Work to be completed:
Output each entry verbatim and exclude every picture from it.

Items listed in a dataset
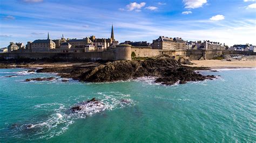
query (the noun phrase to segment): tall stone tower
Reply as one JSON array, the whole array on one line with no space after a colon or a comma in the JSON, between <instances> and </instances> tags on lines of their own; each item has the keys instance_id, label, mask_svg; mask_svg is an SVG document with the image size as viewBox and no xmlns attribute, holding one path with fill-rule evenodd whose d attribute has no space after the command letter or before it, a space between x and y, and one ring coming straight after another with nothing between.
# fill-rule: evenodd
<instances>
[{"instance_id":1,"label":"tall stone tower","mask_svg":"<svg viewBox=\"0 0 256 143\"><path fill-rule=\"evenodd\" d=\"M113 28L113 24L112 24L111 39L112 39L112 40L114 41L114 28Z\"/></svg>"}]
</instances>

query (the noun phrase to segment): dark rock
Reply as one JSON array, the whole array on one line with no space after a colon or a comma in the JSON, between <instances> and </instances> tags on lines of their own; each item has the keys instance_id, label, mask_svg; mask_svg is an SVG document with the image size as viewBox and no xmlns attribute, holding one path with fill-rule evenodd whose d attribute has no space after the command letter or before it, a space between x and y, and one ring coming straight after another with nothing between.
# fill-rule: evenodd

Written response:
query (the noun phrase to segment): tall stone tower
Reply as one JSON array, the whole array on one line with no space after a colon or a comma in the JSON, between <instances> and </instances> tags on lines of their own; each item has the keys instance_id, label, mask_svg; mask_svg is an SVG document with the image size as viewBox and no xmlns attribute, holding one path with fill-rule evenodd whose d attribute has no space after the command letter or before it, a space between x and y, and one ring coming straight after another with nothing between.
# fill-rule: evenodd
<instances>
[{"instance_id":1,"label":"tall stone tower","mask_svg":"<svg viewBox=\"0 0 256 143\"><path fill-rule=\"evenodd\" d=\"M113 28L113 24L112 24L111 39L112 39L112 40L114 41L114 28Z\"/></svg>"}]
</instances>

query (the noun phrase to segment): dark rock
Reply as one JSON array, the whole array on one line with no space after a colon or a comma in the JSON, between <instances> and </instances> tags on lines of their own; each item has the keys instance_id, label, mask_svg; mask_svg is an SVG document with the image size as viewBox and no xmlns attribute, holding one path with fill-rule evenodd whose d attribute has no space after the command letter or before it, a space between x and y, and one ring coming straight after another with nothing between.
# fill-rule: evenodd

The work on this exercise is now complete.